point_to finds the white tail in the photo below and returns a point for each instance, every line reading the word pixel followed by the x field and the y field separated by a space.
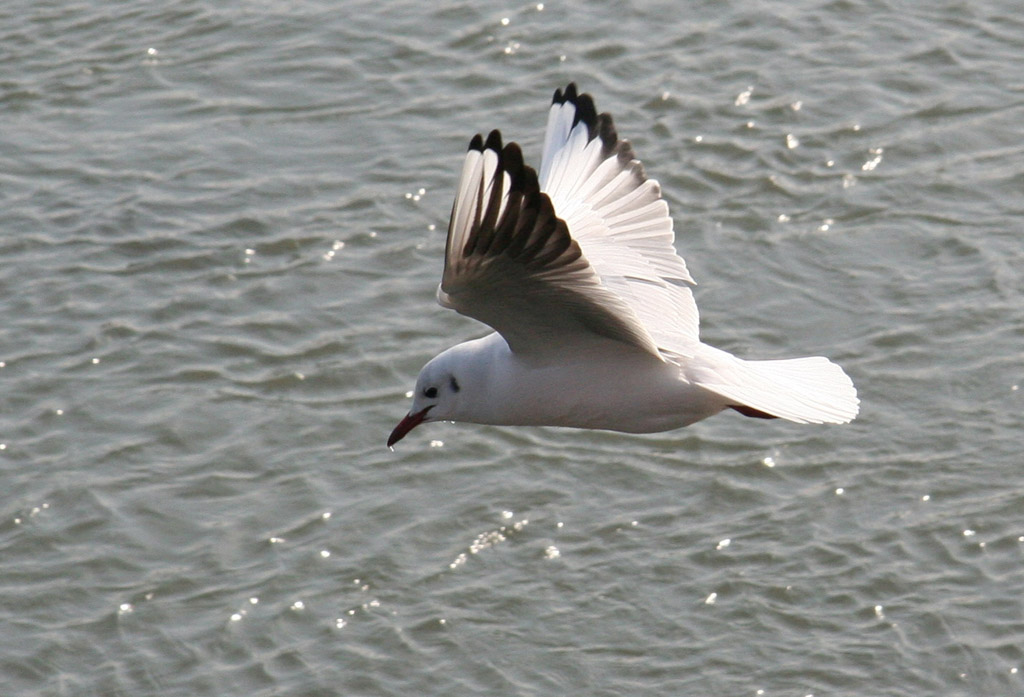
pixel 803 390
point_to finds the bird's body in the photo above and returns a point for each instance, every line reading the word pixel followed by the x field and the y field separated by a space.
pixel 596 327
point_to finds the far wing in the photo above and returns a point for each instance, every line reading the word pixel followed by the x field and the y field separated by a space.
pixel 511 263
pixel 619 219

**SET EXERCISE**
Reproduce every item above word for word, leaving out the picture.

**FULL ANSWER**
point_to finds the white tail in the photo below and returns a point for each instance, every line reading the word pixel followed by the x field and the y field separated by a space.
pixel 803 390
point_to finds the bird's body in the photo above and returns a point for each instance, every line reading the word pixel followed by the x field and the y field separated by a space.
pixel 596 327
point_to finds the far wing in the photo above and returns a point for each instance, every line reading the word pixel followed by the x field and the y field separated by a space.
pixel 511 263
pixel 619 219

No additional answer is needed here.